◆ **Extracted text**
-*-*-

Buy-to-let news to Friday, March 2nd, 2018
Further warning that rates rise may be imminent
The Bank of England Governor Mark Carney, has given further strong hints that a base rate rise is imminent, which may increase mortgage repayments for many landlords.
Carney recently provided a written report to the Treasury Select Committee, in which he indicated that interest rates are likely to rise at a faster rate than had previously been anticipated.
“Were the economy to evolve broadly in line with the February inflation report projections, monetary policy would need to be tightened somewhat earlier and by a somewhat greater extent over the forecast period than anticipated at the time of the November Report.”
Carney’s words were given further weight by the Bank of England’s chief economist Andy Haldane, who stated that the UK’s economic growth is accelerating faster than policy makers had forecast, while wage growth is likely to exceed 3% this year (outperforming inflation forecasts), having been measured at 2.5% in the last quarter of 2017.
CPI inflation fell from 3.1% in November to 3.0% in December, with inflation expected to remain around 3% in the short term, reflecting recent higher oil prices
The Bank’s Monetary Policy Summary in February, commented:
“On balance, CPI inflation is projected to fall back gradually over the forecast but remain above the 2% target in the second and third years of the MPC’s central projection.
“In light of these considerations, all members thought that the current policy stance remained appropriate to balance the demands of the MPC’s remit. Any future increases in Bank Rate are expected to be at a gradual pace and to a limited extent. The Committee will monitor closely the incoming evidence on the evolving economic outlook, and stands ready to respond to developments as they unfold to ensure a sustainable return of inflation to the 2% target.”
Report highlights a solid January for rental yields and growth
Rental yields for landlords held their own across the UK in January, bucking the downward trend in 2017, with Northern regions delivering the best returns.
The latest report from Your Move showed that at 5.0%, rental yields in the North East were the highest in the UK in January, even though rents are typically lower than in other regions.
Close behind came the North West, with an average rental yield of 4.9%, with Wales hot on the heels at 4.8%.
Meanwhile, the data showed that the fastest increase in rents year-on-year, were recorded in the North West and East Midlands, with the typical monthly rent in these regions 2.9% higher than 12 months earlier.

-*-*-

◆ **Source excerpt**
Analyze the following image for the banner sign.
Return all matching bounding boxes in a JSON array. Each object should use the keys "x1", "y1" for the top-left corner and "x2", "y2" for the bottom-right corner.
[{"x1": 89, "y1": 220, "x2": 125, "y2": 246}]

-*-*-

◆ **Set exercise**
In the buy-to-let news, which UK region had the highest rental yield in January, and what was that yield?

◆ **Response to this task**
The North East, at 5.0%.